"""

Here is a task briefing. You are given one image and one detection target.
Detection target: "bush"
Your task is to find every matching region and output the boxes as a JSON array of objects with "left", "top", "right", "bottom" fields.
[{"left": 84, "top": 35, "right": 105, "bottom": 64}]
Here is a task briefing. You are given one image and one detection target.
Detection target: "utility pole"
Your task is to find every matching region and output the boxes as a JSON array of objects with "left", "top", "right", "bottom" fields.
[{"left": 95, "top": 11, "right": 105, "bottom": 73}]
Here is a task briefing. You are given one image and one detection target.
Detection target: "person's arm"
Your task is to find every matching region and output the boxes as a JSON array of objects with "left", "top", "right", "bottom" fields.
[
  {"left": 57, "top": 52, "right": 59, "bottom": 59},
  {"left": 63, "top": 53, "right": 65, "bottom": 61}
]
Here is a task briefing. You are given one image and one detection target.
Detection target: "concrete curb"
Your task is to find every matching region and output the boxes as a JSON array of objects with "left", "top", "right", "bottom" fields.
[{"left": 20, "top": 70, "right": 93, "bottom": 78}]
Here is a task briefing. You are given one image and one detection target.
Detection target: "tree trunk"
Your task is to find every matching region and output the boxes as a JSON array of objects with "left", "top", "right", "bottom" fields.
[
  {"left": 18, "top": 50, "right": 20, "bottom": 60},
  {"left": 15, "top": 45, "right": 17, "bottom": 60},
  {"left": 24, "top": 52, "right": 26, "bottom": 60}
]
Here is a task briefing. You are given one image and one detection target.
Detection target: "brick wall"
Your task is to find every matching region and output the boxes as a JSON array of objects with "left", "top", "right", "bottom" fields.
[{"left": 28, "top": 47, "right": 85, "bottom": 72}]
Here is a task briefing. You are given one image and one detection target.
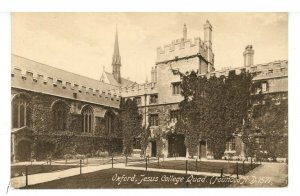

"""

**WHAT NEEDS TO BE DONE:**
Transcribe the records above exactly, without images.

**RESULT:**
Here is a task briefing. You are given one image and one detection target.
Detection target: "bush"
Your task is to find every matching region and output the boxes as a JSON array of objects with "left", "top", "right", "bottom" fields.
[{"left": 84, "top": 35, "right": 105, "bottom": 64}]
Here is a task briefing. You are given one image and one detection target.
Detection target: "utility pole"
Your task is to find every matching region and output the boxes as a JSON array of objects with "left", "top", "right", "bottom" fields.
[{"left": 95, "top": 11, "right": 105, "bottom": 73}]
Here is a task briefing. You are given one image and one detection target.
Detection target: "person's arm"
Your task is to find every matching region and output the boxes as a JSON array of objects with "left", "top", "right", "bottom" fields.
[
  {"left": 57, "top": 52, "right": 59, "bottom": 59},
  {"left": 63, "top": 53, "right": 65, "bottom": 61}
]
Here is a task briefing. You are given one image and one detection target.
Detection target: "concrete curb"
Your task is to find every matching region and output the boxes as a JSON array of objects with "left", "top", "right", "bottom" fields.
[{"left": 20, "top": 70, "right": 93, "bottom": 78}]
Here is a task briefing. You are given one image and one detection target.
Detection target: "tree trunk"
Your task is to find every matching region and output the boxes as a JSON array of objects with "left", "top", "right", "bottom" fields.
[
  {"left": 18, "top": 50, "right": 20, "bottom": 60},
  {"left": 15, "top": 45, "right": 17, "bottom": 60},
  {"left": 24, "top": 52, "right": 26, "bottom": 60}
]
Here is a task briefing. You are given one image and one detection target.
Detection target: "brick wall"
Your task is to find every matching region and output the boxes as a JSON array of objects with "left", "top", "right", "bottom" fields.
[{"left": 28, "top": 47, "right": 85, "bottom": 72}]
Here is a task briefing. You are given one image and one detection target.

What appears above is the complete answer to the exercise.